Data extracted from a collection:
━━━━━━━━━━

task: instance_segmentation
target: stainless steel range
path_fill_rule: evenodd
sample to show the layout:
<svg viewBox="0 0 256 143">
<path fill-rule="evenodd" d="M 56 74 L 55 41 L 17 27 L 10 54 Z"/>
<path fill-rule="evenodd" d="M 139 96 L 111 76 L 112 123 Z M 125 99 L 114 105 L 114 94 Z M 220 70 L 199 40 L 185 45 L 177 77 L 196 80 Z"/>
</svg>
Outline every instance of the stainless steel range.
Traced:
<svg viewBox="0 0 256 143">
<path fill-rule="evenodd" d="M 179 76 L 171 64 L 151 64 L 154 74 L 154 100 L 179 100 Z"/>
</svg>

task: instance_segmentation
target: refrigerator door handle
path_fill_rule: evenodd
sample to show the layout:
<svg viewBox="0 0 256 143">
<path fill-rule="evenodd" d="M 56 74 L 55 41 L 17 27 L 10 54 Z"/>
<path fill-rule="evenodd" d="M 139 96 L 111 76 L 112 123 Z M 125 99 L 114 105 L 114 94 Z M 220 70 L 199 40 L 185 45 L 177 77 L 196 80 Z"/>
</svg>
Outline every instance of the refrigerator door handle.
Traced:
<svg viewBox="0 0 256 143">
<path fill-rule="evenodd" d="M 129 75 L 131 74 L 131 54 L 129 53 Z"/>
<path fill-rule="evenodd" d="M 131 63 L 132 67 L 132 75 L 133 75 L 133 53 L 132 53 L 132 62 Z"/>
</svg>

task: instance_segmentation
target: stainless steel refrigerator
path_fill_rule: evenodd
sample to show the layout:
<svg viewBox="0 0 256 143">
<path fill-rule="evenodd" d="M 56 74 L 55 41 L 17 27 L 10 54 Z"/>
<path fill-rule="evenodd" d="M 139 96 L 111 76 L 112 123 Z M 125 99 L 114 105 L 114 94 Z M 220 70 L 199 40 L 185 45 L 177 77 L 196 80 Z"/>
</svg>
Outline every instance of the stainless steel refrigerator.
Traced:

━━━━━━━━━━

→ **INSTRUCTIONS TO FOLLOW**
Set down all of the records shown above once more, exactly.

→ **EXERCISE RESPONSE**
task: instance_segmentation
target: stainless steel range
path_fill_rule: evenodd
sample to show the layout:
<svg viewBox="0 0 256 143">
<path fill-rule="evenodd" d="M 56 74 L 55 41 L 17 27 L 10 54 Z"/>
<path fill-rule="evenodd" d="M 139 96 L 111 76 L 112 123 Z M 125 99 L 114 105 L 114 94 Z M 220 70 L 199 40 L 185 45 L 177 77 L 196 80 Z"/>
</svg>
Outline every instance of the stainless steel range.
Traced:
<svg viewBox="0 0 256 143">
<path fill-rule="evenodd" d="M 179 76 L 171 64 L 151 64 L 154 74 L 154 100 L 179 100 Z"/>
</svg>

task: instance_segmentation
target: refrigerator door handle
path_fill_rule: evenodd
sample to show the layout:
<svg viewBox="0 0 256 143">
<path fill-rule="evenodd" d="M 56 74 L 55 41 L 17 27 L 10 54 Z"/>
<path fill-rule="evenodd" d="M 139 96 L 111 76 L 112 123 Z M 125 99 L 114 105 L 114 94 Z M 220 70 L 199 40 L 185 45 L 177 77 L 196 80 Z"/>
</svg>
Outline every instance of the refrigerator door handle.
Traced:
<svg viewBox="0 0 256 143">
<path fill-rule="evenodd" d="M 129 75 L 131 74 L 131 54 L 129 53 Z"/>
<path fill-rule="evenodd" d="M 131 63 L 132 67 L 132 75 L 133 75 L 133 53 L 132 53 L 132 62 Z"/>
</svg>

task: instance_segmentation
target: stainless steel refrigerator
path_fill_rule: evenodd
sample to show the layout:
<svg viewBox="0 0 256 143">
<path fill-rule="evenodd" d="M 56 74 L 55 41 L 17 27 L 10 54 Z"/>
<path fill-rule="evenodd" d="M 139 96 L 111 76 L 112 123 Z M 125 99 L 114 105 L 114 94 Z M 220 70 L 199 40 L 185 45 L 177 77 L 196 80 Z"/>
</svg>
Outline every instance of the stainless steel refrigerator.
Traced:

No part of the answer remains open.